▶ _TASK GOAL_
Convert every line of the entries below into a numbered list, leaving out any blank lines.

▶ _GIVEN DATA_
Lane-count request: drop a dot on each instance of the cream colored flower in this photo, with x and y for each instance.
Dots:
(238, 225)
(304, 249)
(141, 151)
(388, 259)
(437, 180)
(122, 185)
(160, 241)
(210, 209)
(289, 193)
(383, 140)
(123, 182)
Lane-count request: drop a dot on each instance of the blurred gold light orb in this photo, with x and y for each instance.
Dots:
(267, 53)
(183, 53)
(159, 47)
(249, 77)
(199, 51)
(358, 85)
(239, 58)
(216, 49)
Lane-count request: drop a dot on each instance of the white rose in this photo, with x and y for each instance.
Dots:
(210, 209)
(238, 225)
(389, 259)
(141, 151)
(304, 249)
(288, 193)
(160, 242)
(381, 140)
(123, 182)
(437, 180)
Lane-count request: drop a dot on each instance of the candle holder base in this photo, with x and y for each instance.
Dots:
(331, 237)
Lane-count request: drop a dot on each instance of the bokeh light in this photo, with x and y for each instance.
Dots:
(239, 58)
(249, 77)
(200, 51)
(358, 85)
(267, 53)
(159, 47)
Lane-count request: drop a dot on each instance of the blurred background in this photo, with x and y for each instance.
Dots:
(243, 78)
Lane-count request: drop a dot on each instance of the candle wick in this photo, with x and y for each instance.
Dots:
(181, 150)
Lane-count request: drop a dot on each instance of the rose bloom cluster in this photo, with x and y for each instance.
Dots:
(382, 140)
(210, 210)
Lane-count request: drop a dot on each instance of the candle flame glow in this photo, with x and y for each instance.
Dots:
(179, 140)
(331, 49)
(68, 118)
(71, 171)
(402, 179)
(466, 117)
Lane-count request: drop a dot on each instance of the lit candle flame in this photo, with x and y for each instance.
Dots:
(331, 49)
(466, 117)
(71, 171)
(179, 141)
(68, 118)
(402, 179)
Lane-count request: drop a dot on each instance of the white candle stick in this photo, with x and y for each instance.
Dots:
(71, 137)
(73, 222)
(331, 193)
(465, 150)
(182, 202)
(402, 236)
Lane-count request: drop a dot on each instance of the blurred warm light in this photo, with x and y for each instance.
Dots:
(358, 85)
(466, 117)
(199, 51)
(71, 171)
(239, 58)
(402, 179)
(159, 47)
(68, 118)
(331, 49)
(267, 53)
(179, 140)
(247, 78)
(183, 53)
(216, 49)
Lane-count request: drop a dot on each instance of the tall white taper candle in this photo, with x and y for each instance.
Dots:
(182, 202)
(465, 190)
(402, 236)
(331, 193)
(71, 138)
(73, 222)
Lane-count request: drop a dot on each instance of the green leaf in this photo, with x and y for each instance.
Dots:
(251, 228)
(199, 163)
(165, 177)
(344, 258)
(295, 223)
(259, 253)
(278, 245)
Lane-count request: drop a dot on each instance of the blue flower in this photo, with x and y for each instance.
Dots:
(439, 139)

▶ _THE COMPLETED TASK_
1. Lane-count request: drop a dot on each instance of the cream colored flower in this photo, with x and y for each instance.
2. Dots:
3. (238, 225)
4. (304, 249)
5. (141, 151)
6. (388, 259)
7. (437, 180)
8. (122, 185)
9. (160, 241)
10. (210, 209)
11. (289, 193)
12. (383, 140)
13. (123, 182)
14. Lane-count request: drop a dot on each instance of the blurred gold light orb in this photo, with x and y for each instance.
15. Dots:
16. (267, 53)
17. (183, 53)
18. (159, 47)
19. (249, 77)
20. (199, 51)
21. (358, 85)
22. (239, 58)
23. (216, 49)
24. Lane-count request: drop a dot on each instance of the white rose in this photo, with x and y for each instance.
25. Dots:
26. (210, 209)
27. (238, 225)
28. (389, 259)
29. (141, 151)
30. (304, 249)
31. (288, 193)
32. (160, 242)
33. (381, 140)
34. (123, 182)
35. (437, 180)
36. Lane-count request: drop a dot on each instance of the candle holder base in this photo, with x and y for each instance.
37. Dots:
38. (331, 237)
39. Lane-count request: drop a dot on each instance of the bokeh light in this photo, with x and y for each instance.
40. Dots:
41. (239, 58)
42. (249, 77)
43. (200, 51)
44. (358, 85)
45. (267, 53)
46. (159, 47)
47. Lane-count request: drop a dot on each instance of the blurred background in this photo, with x and y for each instance.
48. Dots:
49. (243, 78)
50. Lane-count request: drop a dot on each instance of the candle wick in this photo, with x and y for each instance.
51. Dots:
52. (181, 150)
53. Lane-count request: drop a dot on each instance of the rose bloom cluster in this photo, with x and y for each instance.
54. Dots:
55. (382, 140)
56. (210, 210)
57. Lane-count request: drop a dot on each instance of the candle flame glow in this photo, with x and y for each instance.
58. Dots:
59. (179, 140)
60. (331, 49)
61. (68, 118)
62. (71, 171)
63. (402, 179)
64. (466, 117)
65. Lane-count request: drop a dot on each instance of the lit candle flame in this photo, with x and y for each instance.
66. Dots:
67. (331, 49)
68. (466, 117)
69. (71, 171)
70. (179, 141)
71. (68, 118)
72. (402, 179)
73. Lane-count request: drop a dot on each instance of the white candle stick in this photo, with x and y for each instance.
74. Dots:
75. (71, 137)
76. (73, 222)
77. (331, 193)
78. (465, 150)
79. (182, 202)
80. (402, 236)
81. Lane-count request: drop a dot on each instance of the blurred warm light in this photo, with x and y for each instance.
82. Dots:
83. (358, 85)
84. (466, 117)
85. (199, 51)
86. (71, 171)
87. (239, 58)
88. (402, 179)
89. (159, 47)
90. (68, 118)
91. (331, 49)
92. (267, 53)
93. (179, 140)
94. (247, 78)
95. (183, 53)
96. (216, 49)
97. Lane-count request: drop a dot on each instance of the tall white taper candle in this photo, with x and y for each instance.
98. Dots:
99. (182, 202)
100. (465, 190)
101. (402, 236)
102. (331, 193)
103. (71, 138)
104. (73, 222)
105. Lane-count request: drop a dot on each instance of the green leaf in this photo, with x and y for each instance.
106. Dots:
107. (251, 228)
108. (199, 163)
109. (165, 177)
110. (344, 258)
111. (295, 223)
112. (259, 253)
113. (278, 245)
114. Lane-count request: drop a dot on each instance of the blue flower in this photo, with x and y for each instance.
115. Dots:
116. (439, 139)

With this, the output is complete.